TRY IT:
According to the passage on metabolic bone diseases, which group is at the highest risk of developing osteoporosis?

EXERCISE PASSAGE:
^^^^^^^^

Metabolic Bone Diseases
Metabolic bone disease refers to a variety of disorders that affect bone strength or structure. Osteoporosis is the most widespread of these conditions, but there are a number of other metabolic bone diseases that can lead to fractures, deformity and abnormal functioning if not treated promptly. These disorders may be the result of genetic factors, diet and lifestyle, or other underlying disease conditions.
Osteoporosis is a very common bone disease characterized by increasing bone loss that can lead to fractures, height loss and kyphoscoliosis, a curved, hump-backed appearance. Osteoporotic bones are so weak that it doesn't always require a fall to cause injury. Spinal compression fractures, for example, can be triggered simply by bending over.
Post-menopausal women are at the highest risk of developing the disease. Other factors that predispose patients to osteoporosis include heredity, a slender build, fair complexion, poor nutrition, a sedentary lifestyle, smoking, excessive alcohol consumption and steroid use.Osteoporosis is treated by attempting to prevent further bone loss by altering the diet and supplementing it with calcium and vitamin D.
Osteomalacia, also known as rickets, is a softening of the bones that occurs as a result of a severe vitamin D deficiency. This condition leads to dull aching pain, muscle weakness and an increased risk of fractures, especially within the ribs, spine and legs.
Treatment for osteomalacia focuses on correcting the vitamin D deficiency through oral supplements or injections. Long-term dietary changes are also advised. Certain underlying conditions, such as kidney failure, celiac disease or liver disorders, may cause nutrient absorption problems that lead to osteomalacia as well. Treating these conditions can also help relieve symptoms. More advanced cases of osteomalacia may require leg braces or surgery.
Paget's disease is a chronic disorder of bone metabolism, causing bones to become fragile and incapable of normal regeneration. Patients with Paget's disease produce new bone at an accelerated rate, but the new bone is abnormally soft and weak. Patients who suffer with this disorder frequently suffer pain and fatigue, and are at increased risk of fractures, bone deformities, and arthritis. Symptoms of Paget's disease are usually most pronounced in the spine, thigh, pelvis, collar bone or upper arm. Some patients also experience tingling, numbness or stiffness in these body parts.
Treatments for Paget's disease include oral or injectable medications, anti-inflammatory drugs, and specially manufactured footwear or orthotics. In the case of severely damaged bones, surgery may be necessary.
Chronic Kidney Disease-Mineral and Bone Disorder
Chronic kidney disease-mineral and bone disorder (CKD-MBD), also known as renal osteodystrophy, is a consequence of kidney dysfunction. When the kidneys do not work properly, the body fails to maintain appropriate blood levels of calcium and phosphorus, and the bones are affected. CKD-MBD is common in patients with kidney disease, and an almost universal complication for patients on dialysis. Because the condition slows bone growth and can cause deformities, CKD-MBD is most problematic in children, whose bones are still growing. They may be of abnormally short stature and may have a deformity of the legs known as "renal rickets." In adults, CKD-MBD can begin affecting the bones years before patients experience symptoms, so the disease has been called a "silent crippler. Left untreated, CKD-MBD in adults results in gradually thinning bones, bone and joint pain and increased risk of fracture.

^^^^^^^^

SOURCE INFORMATION:
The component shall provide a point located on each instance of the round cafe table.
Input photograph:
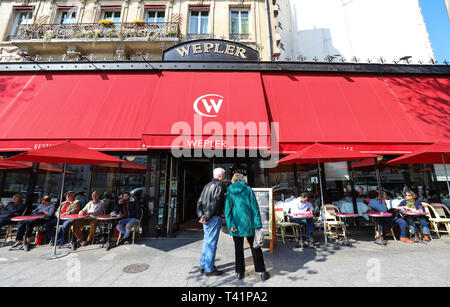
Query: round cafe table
(111, 220)
(300, 216)
(375, 215)
(73, 244)
(345, 216)
(26, 218)
(415, 214)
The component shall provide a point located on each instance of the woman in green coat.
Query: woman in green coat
(242, 217)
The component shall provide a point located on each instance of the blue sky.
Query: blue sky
(438, 26)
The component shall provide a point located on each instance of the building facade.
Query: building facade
(360, 31)
(124, 30)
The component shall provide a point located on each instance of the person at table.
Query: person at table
(379, 204)
(411, 203)
(94, 207)
(47, 208)
(16, 207)
(67, 207)
(132, 213)
(302, 205)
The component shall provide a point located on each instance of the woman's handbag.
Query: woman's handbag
(258, 241)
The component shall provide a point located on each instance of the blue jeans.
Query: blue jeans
(423, 222)
(121, 226)
(210, 239)
(309, 226)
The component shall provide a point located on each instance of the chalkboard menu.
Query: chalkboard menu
(265, 203)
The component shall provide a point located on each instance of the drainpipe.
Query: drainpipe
(269, 29)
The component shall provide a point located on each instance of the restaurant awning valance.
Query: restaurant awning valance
(105, 111)
(367, 113)
(218, 110)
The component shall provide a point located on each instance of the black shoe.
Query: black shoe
(265, 276)
(214, 273)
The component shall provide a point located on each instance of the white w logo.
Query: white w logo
(209, 106)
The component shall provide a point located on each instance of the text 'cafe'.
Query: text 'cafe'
(212, 103)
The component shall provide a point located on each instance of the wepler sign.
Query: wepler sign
(210, 50)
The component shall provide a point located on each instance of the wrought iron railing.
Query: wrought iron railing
(126, 30)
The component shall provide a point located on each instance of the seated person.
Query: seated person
(94, 207)
(132, 213)
(16, 207)
(67, 207)
(411, 203)
(379, 205)
(302, 205)
(46, 208)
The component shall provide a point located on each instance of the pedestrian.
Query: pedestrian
(210, 207)
(68, 207)
(132, 216)
(46, 208)
(243, 217)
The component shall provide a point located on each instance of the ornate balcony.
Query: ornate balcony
(97, 37)
(97, 31)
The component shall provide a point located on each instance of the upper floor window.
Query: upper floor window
(239, 22)
(154, 16)
(23, 17)
(198, 21)
(67, 17)
(113, 15)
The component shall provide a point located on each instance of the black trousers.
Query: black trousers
(258, 259)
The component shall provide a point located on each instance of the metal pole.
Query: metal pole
(323, 206)
(446, 175)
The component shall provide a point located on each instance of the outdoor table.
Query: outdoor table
(345, 216)
(415, 214)
(300, 216)
(376, 215)
(73, 243)
(26, 218)
(110, 219)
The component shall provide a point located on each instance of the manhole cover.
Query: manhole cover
(135, 268)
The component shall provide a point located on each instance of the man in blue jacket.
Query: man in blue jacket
(132, 214)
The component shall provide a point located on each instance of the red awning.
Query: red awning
(217, 110)
(102, 111)
(370, 114)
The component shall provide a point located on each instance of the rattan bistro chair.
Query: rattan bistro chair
(437, 215)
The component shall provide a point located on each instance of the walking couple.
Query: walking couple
(242, 217)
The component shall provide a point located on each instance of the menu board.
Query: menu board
(264, 197)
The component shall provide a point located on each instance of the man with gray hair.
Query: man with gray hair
(210, 207)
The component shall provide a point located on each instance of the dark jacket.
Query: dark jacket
(417, 203)
(130, 209)
(212, 200)
(242, 210)
(12, 210)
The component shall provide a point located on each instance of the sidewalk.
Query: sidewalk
(175, 262)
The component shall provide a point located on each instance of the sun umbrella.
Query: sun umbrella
(65, 153)
(437, 153)
(317, 153)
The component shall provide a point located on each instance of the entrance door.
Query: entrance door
(197, 175)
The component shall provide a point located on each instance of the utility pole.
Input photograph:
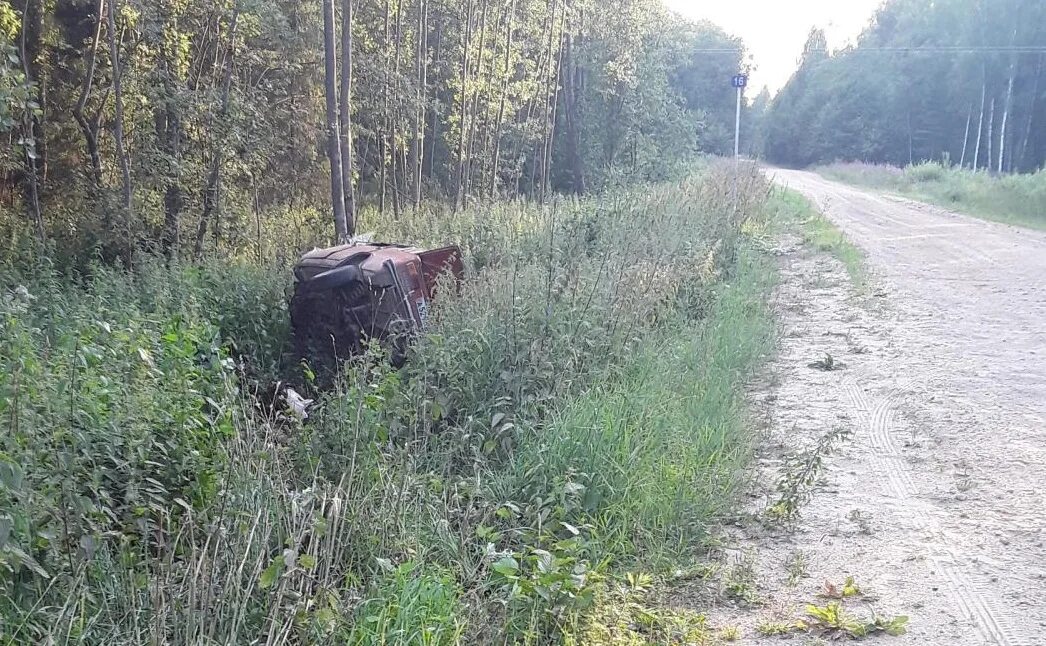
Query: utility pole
(738, 82)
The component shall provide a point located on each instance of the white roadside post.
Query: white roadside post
(738, 82)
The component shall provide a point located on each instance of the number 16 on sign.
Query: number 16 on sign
(738, 82)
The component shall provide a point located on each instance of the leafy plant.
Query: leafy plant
(799, 475)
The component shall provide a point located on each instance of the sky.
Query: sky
(775, 30)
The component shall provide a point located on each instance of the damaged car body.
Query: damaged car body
(346, 295)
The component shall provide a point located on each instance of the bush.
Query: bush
(576, 407)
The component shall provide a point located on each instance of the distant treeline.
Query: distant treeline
(192, 124)
(953, 81)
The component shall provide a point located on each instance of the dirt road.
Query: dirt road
(937, 504)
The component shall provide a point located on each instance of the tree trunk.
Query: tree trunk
(211, 194)
(345, 118)
(551, 102)
(495, 157)
(434, 129)
(91, 133)
(463, 108)
(395, 114)
(571, 88)
(421, 65)
(991, 127)
(28, 47)
(1005, 112)
(121, 154)
(473, 127)
(1031, 114)
(334, 145)
(980, 125)
(965, 138)
(168, 131)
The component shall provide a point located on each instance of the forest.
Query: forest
(191, 128)
(167, 161)
(956, 82)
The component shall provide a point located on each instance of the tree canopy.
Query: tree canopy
(953, 81)
(191, 125)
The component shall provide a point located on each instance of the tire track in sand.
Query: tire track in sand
(979, 604)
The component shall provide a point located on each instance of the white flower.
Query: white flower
(297, 402)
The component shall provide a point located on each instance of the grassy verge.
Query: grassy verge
(1010, 199)
(574, 414)
(819, 232)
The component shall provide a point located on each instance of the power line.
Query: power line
(913, 49)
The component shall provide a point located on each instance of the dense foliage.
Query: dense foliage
(194, 125)
(959, 82)
(575, 411)
(1013, 199)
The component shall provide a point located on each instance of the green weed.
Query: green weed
(1010, 199)
(575, 411)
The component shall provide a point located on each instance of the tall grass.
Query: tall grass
(1010, 199)
(575, 410)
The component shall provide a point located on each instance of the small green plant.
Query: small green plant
(778, 628)
(729, 633)
(740, 580)
(826, 363)
(624, 615)
(847, 590)
(798, 477)
(797, 568)
(860, 518)
(832, 620)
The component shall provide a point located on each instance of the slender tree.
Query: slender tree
(334, 143)
(345, 118)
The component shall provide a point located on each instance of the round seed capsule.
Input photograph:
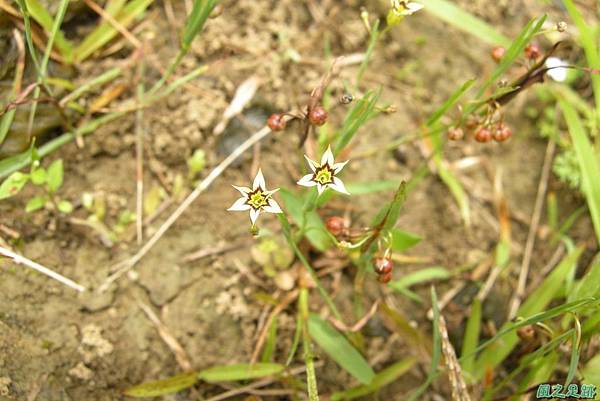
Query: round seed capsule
(455, 134)
(276, 122)
(497, 53)
(483, 135)
(318, 116)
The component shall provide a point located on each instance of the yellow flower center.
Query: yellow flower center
(323, 175)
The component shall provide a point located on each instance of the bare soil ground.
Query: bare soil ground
(64, 346)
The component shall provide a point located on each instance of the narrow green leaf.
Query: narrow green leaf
(589, 162)
(460, 19)
(471, 337)
(13, 184)
(55, 175)
(35, 203)
(402, 240)
(421, 276)
(531, 310)
(239, 372)
(339, 349)
(381, 379)
(162, 387)
(105, 31)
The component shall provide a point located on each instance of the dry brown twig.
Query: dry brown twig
(180, 355)
(125, 266)
(535, 221)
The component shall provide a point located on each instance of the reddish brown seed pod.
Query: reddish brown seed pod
(483, 135)
(318, 116)
(502, 133)
(276, 122)
(532, 51)
(497, 53)
(383, 265)
(455, 134)
(335, 225)
(385, 278)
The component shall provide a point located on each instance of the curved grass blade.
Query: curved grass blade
(339, 349)
(162, 387)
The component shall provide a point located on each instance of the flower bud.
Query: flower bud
(483, 135)
(276, 122)
(318, 116)
(497, 53)
(383, 265)
(335, 225)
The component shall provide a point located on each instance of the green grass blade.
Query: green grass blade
(451, 101)
(242, 371)
(531, 310)
(105, 31)
(588, 42)
(381, 379)
(455, 16)
(162, 387)
(421, 276)
(339, 349)
(589, 163)
(471, 337)
(43, 17)
(363, 110)
(436, 352)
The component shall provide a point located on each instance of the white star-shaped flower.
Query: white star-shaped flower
(405, 7)
(324, 175)
(256, 200)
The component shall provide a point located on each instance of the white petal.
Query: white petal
(414, 7)
(271, 192)
(311, 163)
(239, 206)
(337, 167)
(556, 73)
(259, 181)
(243, 190)
(272, 207)
(254, 215)
(307, 181)
(338, 185)
(327, 157)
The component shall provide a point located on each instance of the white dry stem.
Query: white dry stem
(457, 382)
(21, 260)
(128, 264)
(243, 95)
(535, 221)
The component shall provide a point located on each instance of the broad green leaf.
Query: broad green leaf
(162, 387)
(381, 379)
(460, 19)
(421, 276)
(242, 371)
(339, 349)
(35, 203)
(402, 240)
(38, 176)
(589, 162)
(55, 175)
(13, 184)
(315, 228)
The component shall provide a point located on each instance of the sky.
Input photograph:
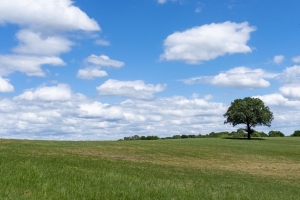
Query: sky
(108, 69)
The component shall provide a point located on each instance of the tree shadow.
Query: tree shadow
(233, 138)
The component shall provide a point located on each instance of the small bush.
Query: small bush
(276, 134)
(296, 133)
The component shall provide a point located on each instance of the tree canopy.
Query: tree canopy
(249, 111)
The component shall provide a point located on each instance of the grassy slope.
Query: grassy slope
(164, 169)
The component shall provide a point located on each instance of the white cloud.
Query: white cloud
(278, 59)
(207, 42)
(129, 89)
(277, 99)
(45, 113)
(291, 90)
(90, 73)
(239, 77)
(5, 86)
(98, 109)
(59, 15)
(208, 97)
(296, 59)
(102, 42)
(35, 43)
(104, 61)
(291, 75)
(165, 1)
(79, 118)
(61, 92)
(30, 65)
(162, 1)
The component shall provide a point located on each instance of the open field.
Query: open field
(162, 169)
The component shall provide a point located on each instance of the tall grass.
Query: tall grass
(163, 169)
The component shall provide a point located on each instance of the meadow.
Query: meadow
(200, 168)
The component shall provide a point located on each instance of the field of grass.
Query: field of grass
(210, 168)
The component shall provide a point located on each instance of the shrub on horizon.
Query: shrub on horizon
(296, 133)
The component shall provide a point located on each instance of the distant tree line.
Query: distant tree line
(240, 133)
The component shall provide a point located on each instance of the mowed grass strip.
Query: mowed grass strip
(163, 169)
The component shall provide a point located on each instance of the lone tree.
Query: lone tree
(248, 111)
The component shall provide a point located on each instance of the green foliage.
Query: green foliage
(276, 134)
(248, 111)
(296, 133)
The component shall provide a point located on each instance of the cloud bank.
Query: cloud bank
(207, 42)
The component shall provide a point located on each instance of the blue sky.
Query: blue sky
(102, 70)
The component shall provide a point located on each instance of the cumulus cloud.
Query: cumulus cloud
(207, 42)
(296, 59)
(103, 60)
(97, 109)
(102, 42)
(30, 65)
(97, 62)
(130, 89)
(46, 15)
(5, 86)
(162, 1)
(79, 118)
(291, 90)
(277, 99)
(61, 92)
(90, 73)
(278, 59)
(35, 43)
(239, 77)
(291, 75)
(48, 113)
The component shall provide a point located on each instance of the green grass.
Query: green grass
(163, 169)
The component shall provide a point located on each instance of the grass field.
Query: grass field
(163, 169)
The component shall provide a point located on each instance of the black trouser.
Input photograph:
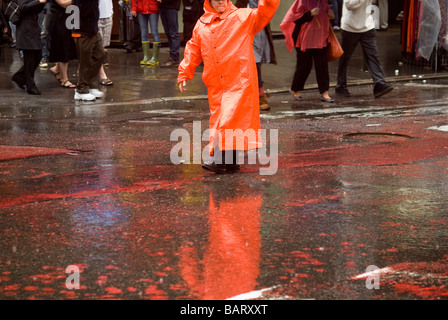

^^^^^^^^

OUTPUT:
Post-menopausal women